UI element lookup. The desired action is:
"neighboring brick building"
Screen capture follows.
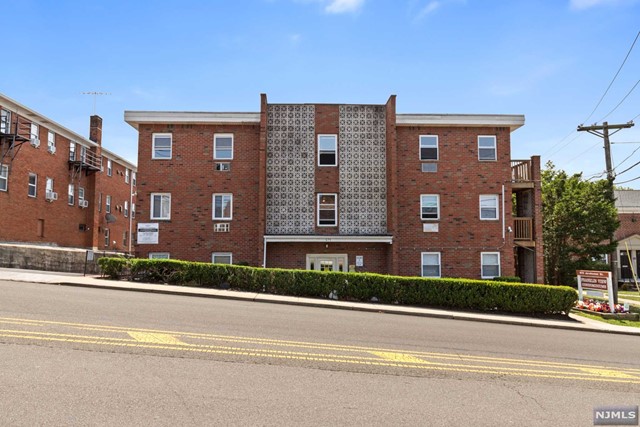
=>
[0,94,136,252]
[125,95,544,282]
[614,190,640,282]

+ + + +

What the task asks – Copy the lines above verbatim and omit the picture.

Correct result –
UI element lookup. The desired action is:
"neighboring brick building"
Screen capture follows.
=>
[0,94,136,252]
[125,95,544,282]
[614,190,640,282]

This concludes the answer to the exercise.